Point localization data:
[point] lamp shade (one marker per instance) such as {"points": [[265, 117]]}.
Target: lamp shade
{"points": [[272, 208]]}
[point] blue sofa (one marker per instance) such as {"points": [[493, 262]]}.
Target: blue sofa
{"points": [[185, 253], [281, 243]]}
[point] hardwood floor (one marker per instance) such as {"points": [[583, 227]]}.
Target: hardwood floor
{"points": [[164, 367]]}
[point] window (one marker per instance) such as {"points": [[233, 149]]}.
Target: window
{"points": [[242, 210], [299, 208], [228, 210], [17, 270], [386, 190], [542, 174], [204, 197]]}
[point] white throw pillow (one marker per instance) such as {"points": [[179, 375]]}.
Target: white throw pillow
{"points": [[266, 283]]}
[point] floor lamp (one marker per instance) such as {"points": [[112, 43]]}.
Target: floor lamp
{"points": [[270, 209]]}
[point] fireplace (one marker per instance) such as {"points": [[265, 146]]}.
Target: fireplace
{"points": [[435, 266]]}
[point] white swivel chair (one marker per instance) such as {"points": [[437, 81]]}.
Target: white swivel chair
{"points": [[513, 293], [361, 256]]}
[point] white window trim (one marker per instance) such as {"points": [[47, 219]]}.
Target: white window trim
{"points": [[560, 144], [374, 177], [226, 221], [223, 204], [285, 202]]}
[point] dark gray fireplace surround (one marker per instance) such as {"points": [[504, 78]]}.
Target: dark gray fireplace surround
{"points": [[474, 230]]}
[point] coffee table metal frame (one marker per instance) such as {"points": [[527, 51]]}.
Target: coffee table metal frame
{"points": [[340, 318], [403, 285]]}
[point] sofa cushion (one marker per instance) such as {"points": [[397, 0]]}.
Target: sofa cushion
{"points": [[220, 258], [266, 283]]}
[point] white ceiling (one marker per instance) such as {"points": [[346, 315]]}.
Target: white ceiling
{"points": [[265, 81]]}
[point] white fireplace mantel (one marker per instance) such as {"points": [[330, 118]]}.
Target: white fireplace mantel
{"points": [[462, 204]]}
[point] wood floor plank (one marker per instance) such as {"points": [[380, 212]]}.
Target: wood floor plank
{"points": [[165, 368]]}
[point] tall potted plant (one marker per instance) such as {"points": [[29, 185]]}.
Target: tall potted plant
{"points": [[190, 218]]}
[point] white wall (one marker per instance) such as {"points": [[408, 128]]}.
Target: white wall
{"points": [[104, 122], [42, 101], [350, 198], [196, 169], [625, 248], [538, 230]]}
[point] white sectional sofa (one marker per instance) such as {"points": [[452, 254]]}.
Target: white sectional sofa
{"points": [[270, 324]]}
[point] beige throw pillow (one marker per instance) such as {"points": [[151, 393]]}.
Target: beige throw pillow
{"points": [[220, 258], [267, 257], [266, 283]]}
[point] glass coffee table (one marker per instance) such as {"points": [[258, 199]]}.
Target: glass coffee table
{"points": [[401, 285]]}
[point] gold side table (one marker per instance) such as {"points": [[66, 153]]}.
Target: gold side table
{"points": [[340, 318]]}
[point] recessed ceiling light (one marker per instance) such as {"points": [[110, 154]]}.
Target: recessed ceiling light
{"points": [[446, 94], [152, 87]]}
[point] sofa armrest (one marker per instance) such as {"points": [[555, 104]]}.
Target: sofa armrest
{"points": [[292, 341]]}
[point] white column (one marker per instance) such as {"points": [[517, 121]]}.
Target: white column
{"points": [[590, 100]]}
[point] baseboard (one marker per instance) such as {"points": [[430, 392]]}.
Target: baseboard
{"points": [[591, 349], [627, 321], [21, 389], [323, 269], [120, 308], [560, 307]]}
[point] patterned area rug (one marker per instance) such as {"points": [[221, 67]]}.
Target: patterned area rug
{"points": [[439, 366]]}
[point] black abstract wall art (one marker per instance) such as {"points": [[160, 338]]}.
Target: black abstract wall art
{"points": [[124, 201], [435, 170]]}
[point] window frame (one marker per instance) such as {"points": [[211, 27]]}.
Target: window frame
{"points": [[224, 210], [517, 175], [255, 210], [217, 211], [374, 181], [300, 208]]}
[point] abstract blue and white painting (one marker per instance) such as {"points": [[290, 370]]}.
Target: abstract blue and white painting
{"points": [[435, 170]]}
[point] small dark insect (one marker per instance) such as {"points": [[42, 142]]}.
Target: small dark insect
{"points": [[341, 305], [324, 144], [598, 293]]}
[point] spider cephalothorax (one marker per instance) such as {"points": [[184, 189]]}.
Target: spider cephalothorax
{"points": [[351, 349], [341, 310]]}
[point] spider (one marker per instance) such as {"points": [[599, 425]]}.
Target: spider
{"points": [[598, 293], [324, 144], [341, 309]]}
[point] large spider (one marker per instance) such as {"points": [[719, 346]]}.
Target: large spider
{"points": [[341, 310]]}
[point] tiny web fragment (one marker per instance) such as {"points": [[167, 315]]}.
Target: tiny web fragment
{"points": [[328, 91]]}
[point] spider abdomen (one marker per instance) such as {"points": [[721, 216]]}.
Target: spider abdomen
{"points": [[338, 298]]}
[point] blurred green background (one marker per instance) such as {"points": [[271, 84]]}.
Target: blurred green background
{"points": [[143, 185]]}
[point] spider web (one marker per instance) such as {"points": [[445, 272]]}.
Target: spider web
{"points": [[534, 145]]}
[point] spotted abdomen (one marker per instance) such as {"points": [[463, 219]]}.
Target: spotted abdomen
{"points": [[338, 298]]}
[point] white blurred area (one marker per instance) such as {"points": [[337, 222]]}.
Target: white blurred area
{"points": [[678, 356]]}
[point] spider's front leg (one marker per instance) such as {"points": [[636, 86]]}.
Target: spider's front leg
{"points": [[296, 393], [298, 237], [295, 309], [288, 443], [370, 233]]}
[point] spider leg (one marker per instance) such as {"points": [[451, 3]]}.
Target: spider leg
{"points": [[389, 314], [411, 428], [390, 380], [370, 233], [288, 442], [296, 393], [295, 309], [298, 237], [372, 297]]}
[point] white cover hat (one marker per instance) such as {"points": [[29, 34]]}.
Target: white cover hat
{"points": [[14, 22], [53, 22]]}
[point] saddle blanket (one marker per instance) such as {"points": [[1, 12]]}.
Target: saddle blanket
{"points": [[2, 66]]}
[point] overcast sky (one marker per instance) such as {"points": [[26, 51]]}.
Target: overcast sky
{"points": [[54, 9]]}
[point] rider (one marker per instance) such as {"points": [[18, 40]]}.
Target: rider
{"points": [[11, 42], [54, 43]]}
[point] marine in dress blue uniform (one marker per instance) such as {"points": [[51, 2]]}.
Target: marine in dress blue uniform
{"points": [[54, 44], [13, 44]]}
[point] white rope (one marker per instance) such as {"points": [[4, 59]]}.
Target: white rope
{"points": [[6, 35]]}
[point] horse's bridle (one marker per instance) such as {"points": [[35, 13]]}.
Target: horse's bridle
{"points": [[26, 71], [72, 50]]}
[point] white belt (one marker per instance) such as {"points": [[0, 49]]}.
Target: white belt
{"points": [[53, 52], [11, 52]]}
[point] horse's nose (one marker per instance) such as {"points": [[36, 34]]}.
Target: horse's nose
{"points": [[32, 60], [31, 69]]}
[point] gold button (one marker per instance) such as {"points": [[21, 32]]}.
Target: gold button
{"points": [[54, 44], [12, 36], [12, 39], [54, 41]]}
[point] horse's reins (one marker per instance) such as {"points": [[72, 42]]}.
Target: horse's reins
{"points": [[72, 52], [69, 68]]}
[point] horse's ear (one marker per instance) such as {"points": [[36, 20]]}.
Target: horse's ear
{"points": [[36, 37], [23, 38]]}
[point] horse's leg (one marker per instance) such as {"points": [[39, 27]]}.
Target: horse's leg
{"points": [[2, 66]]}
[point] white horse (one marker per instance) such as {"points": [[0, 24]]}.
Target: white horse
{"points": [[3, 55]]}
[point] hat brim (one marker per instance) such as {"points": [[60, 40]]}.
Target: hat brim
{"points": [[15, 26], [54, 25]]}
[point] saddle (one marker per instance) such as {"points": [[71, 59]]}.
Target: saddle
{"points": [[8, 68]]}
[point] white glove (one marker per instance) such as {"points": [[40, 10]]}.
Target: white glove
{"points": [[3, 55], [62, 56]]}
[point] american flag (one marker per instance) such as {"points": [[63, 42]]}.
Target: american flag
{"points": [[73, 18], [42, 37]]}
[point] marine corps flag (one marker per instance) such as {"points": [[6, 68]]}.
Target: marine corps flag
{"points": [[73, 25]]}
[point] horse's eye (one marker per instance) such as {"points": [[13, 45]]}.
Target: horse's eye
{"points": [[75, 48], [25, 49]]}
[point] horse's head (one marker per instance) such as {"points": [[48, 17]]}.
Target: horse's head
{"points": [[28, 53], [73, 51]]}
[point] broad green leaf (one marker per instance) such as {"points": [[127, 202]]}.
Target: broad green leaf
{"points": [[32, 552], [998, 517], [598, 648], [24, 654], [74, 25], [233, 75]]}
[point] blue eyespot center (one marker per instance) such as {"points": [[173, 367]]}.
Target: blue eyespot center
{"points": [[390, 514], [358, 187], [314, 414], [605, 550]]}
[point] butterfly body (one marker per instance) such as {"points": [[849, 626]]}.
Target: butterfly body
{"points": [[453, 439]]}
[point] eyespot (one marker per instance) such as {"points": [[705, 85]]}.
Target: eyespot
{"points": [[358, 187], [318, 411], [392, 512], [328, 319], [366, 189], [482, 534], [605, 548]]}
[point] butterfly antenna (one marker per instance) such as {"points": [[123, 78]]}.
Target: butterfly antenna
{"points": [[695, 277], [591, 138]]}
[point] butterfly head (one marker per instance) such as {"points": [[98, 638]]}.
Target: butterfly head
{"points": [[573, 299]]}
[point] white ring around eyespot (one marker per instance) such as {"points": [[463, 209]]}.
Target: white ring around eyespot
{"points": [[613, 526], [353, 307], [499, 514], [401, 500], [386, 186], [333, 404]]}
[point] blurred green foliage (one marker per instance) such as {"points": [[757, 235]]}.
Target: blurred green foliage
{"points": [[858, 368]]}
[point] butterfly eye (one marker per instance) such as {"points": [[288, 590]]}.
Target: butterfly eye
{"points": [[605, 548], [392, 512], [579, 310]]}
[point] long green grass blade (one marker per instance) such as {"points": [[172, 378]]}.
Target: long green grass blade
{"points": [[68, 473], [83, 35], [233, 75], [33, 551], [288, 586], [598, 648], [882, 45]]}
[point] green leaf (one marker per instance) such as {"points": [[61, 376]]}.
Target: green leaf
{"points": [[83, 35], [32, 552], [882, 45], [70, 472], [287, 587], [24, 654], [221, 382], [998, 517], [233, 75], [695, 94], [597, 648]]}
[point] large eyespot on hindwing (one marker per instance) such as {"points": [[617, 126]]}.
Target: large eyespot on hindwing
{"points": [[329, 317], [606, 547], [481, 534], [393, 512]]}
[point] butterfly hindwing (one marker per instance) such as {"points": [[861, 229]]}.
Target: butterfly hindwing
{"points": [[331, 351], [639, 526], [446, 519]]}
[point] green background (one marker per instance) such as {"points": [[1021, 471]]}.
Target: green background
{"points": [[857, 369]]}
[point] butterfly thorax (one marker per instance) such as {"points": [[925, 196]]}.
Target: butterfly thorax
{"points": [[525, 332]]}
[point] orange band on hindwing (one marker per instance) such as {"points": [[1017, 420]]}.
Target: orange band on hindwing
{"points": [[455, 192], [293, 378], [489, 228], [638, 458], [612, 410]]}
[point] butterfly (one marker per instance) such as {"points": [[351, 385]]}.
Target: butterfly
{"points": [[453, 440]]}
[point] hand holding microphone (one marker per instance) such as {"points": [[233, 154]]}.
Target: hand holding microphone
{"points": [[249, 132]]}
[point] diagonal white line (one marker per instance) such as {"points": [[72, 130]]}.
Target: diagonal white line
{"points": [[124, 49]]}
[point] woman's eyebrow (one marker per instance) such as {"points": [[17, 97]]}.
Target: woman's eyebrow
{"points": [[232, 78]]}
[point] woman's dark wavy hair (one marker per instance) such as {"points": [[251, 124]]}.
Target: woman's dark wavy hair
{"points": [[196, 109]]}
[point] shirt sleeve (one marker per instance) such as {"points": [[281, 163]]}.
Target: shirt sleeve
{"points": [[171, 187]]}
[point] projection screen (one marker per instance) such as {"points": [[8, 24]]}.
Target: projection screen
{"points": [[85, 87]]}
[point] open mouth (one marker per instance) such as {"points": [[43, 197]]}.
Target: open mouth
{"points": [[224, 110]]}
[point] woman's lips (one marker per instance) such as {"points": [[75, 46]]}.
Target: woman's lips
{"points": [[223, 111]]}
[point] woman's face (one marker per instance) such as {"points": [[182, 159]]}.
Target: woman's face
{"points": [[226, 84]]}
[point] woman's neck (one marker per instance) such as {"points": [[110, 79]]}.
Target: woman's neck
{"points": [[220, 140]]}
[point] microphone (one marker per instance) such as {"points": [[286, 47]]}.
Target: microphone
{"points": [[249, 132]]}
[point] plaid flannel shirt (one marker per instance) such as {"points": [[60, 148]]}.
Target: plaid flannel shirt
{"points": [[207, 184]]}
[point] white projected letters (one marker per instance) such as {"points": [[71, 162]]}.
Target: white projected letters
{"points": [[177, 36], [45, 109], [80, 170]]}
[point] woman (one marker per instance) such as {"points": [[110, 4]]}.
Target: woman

__EXERCISE GOAL__.
From the entries above, print the lines beginning at the one with "Target: wood floor plank" and stopping after the one with "[point] white wall", exactly as written and with nothing else.

__SOLUTION FOR THIS TASK__.
Target: wood floor plank
{"points": [[165, 368]]}
[point] tall potted plant (one marker per instance) such as {"points": [[29, 185]]}.
Target: tall potted plant
{"points": [[190, 218]]}
[point] white wall (one marker per instance) such as {"points": [[408, 128]]}.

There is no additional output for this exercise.